Your goal
Copy the material below verbatim, from the line with "Exercise. Spot the wooden crate" up to and including the line with "(607, 1015)".

Given data
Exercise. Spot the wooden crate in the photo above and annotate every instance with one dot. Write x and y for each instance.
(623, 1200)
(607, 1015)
--
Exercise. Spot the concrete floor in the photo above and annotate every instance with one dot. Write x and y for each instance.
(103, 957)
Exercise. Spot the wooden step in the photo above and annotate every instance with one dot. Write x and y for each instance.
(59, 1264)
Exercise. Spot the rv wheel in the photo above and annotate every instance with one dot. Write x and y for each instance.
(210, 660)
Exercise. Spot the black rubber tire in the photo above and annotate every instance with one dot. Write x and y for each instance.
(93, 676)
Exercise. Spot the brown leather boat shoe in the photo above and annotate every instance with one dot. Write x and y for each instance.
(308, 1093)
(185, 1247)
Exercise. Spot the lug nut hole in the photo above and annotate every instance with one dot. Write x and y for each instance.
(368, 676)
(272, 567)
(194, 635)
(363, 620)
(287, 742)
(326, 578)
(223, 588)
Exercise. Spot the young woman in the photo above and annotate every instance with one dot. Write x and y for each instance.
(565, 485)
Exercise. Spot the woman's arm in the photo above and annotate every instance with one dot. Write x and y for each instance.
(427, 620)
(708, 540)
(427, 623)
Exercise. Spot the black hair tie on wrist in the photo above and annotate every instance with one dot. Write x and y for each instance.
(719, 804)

Written reply
Exercise. Spot the wooden crate in the photo above and annotate every instance with one dot. Write x and y for each instance.
(623, 1200)
(607, 1015)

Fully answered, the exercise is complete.